- **Passage to read**

▬▬▬▬▬▬▬▬▬▬

Ted Tunnell is a history professor and author in the United States. He has taught history at Virginia Commonwealth University. He wrote a book about the Reconstruction era in Louisiana, edited Marshall Twitchell's autobiography, and wrote a book about him. He appears on film in an interview for the show American Experience discussing Twitchell.

In 2010, Tunnell was quoted in an article about a Virginia textbook erroneously stating that many African Americans fought for the Confederacy during the American Civil War stating there were only a handful. Regarding the claim that there were thousands, he stated: "I would say all professional historians at universities would say it's grossly exaggerated."

Works
Crucible of Reconstruction: War, Radicalism and Race in Louisiana, 1862-1877 Louisiana State University Press (1984)

▬▬▬▬▬▬▬▬▬▬

- **Given problem**
Extend the profile of Ted Tunnell beyond its final line, in keeping with its existing form.

[Extracted data entries]
▬▬▬▬▬▬▬▬▬▬

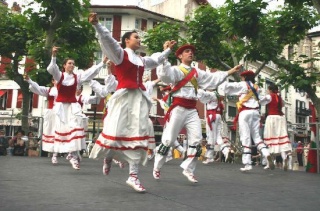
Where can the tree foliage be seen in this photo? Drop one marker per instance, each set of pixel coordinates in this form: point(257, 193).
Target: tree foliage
point(155, 37)
point(33, 34)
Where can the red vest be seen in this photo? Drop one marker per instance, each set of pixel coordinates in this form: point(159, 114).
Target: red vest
point(273, 108)
point(129, 75)
point(80, 101)
point(50, 100)
point(67, 94)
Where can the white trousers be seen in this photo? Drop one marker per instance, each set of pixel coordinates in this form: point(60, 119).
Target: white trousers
point(213, 135)
point(181, 117)
point(249, 125)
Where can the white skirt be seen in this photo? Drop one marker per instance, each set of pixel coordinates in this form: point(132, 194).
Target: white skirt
point(125, 131)
point(48, 131)
point(69, 132)
point(276, 135)
point(151, 140)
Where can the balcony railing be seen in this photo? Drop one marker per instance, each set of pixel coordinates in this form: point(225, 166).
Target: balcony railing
point(303, 111)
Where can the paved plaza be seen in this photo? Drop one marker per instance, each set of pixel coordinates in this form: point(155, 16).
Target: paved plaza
point(34, 184)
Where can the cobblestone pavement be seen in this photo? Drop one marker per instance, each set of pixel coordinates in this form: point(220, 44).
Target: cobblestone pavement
point(34, 184)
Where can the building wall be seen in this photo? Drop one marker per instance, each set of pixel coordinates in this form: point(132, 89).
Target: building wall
point(178, 9)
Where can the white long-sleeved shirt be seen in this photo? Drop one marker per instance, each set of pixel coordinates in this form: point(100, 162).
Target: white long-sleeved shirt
point(241, 89)
point(208, 98)
point(115, 53)
point(88, 99)
point(149, 87)
point(103, 90)
point(68, 80)
point(42, 90)
point(172, 75)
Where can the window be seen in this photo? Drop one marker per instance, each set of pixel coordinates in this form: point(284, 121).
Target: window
point(107, 22)
point(137, 24)
point(232, 111)
point(3, 100)
point(98, 57)
point(268, 83)
point(290, 52)
point(286, 91)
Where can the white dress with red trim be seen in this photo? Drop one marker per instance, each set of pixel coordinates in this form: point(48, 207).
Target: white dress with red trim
point(82, 100)
point(151, 141)
point(69, 130)
point(125, 131)
point(48, 117)
point(275, 129)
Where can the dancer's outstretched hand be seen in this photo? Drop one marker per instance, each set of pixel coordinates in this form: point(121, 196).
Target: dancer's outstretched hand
point(235, 69)
point(93, 19)
point(169, 44)
point(55, 50)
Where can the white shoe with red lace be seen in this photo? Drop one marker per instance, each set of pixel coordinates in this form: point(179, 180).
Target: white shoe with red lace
point(190, 176)
point(69, 156)
point(106, 166)
point(156, 174)
point(75, 163)
point(54, 160)
point(134, 182)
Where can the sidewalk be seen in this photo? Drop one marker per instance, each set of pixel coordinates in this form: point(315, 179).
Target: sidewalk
point(34, 184)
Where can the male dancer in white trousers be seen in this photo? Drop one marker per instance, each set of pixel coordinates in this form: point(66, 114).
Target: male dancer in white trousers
point(182, 111)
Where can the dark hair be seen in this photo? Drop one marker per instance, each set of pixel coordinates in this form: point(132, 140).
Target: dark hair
point(65, 62)
point(275, 90)
point(250, 78)
point(126, 35)
point(20, 131)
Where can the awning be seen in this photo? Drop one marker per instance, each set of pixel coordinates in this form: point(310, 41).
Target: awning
point(8, 84)
point(20, 97)
point(2, 92)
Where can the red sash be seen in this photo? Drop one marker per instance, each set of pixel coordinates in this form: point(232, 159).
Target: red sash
point(177, 101)
point(213, 114)
point(243, 108)
point(179, 85)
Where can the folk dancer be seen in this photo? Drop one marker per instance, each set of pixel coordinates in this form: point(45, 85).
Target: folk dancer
point(275, 129)
point(248, 116)
point(125, 131)
point(105, 91)
point(69, 131)
point(48, 119)
point(214, 111)
point(182, 111)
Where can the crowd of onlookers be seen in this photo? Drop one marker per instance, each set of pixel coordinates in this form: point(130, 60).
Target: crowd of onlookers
point(21, 144)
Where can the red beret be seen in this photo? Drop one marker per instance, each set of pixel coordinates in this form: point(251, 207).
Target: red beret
point(247, 73)
point(184, 47)
point(167, 88)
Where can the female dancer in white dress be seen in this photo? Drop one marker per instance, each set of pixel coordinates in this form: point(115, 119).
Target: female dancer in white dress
point(48, 119)
point(69, 131)
point(125, 130)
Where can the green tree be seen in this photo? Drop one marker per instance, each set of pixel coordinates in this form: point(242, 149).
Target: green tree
point(301, 3)
point(155, 37)
point(33, 34)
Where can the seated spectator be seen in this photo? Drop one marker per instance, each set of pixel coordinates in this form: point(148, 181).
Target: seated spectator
point(3, 143)
point(18, 144)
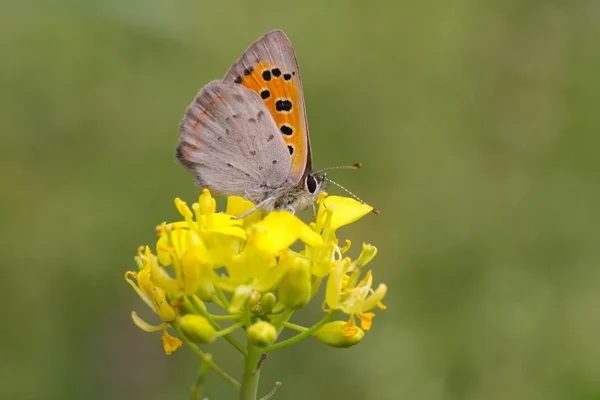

▬▬▬▬▬▬▬▬▬▬

- **Result of this task**
Carpetbagger from Vermont: The Autobiography of Marshall Harvey Twitchell, editor, Baton Rouge, 1989
Edge of the Sword: The Ordeal of Carpetbagger Marshall H. Twitchell in the Civil War and Reconstruction Louisiana State University Press (2000)
"Creating "The Propaganda of History": Southern Editors and the Origins of "Carpetbagger and Scalawag"", November 2006, The Journal of Southern History 72(4):789-822 DOI:10.2307/27649233
"Henry Clay Warmoth" American National Biography (1999)

References

Historians of the United States
Historians of the American Civil War

Year of birth missing (living people)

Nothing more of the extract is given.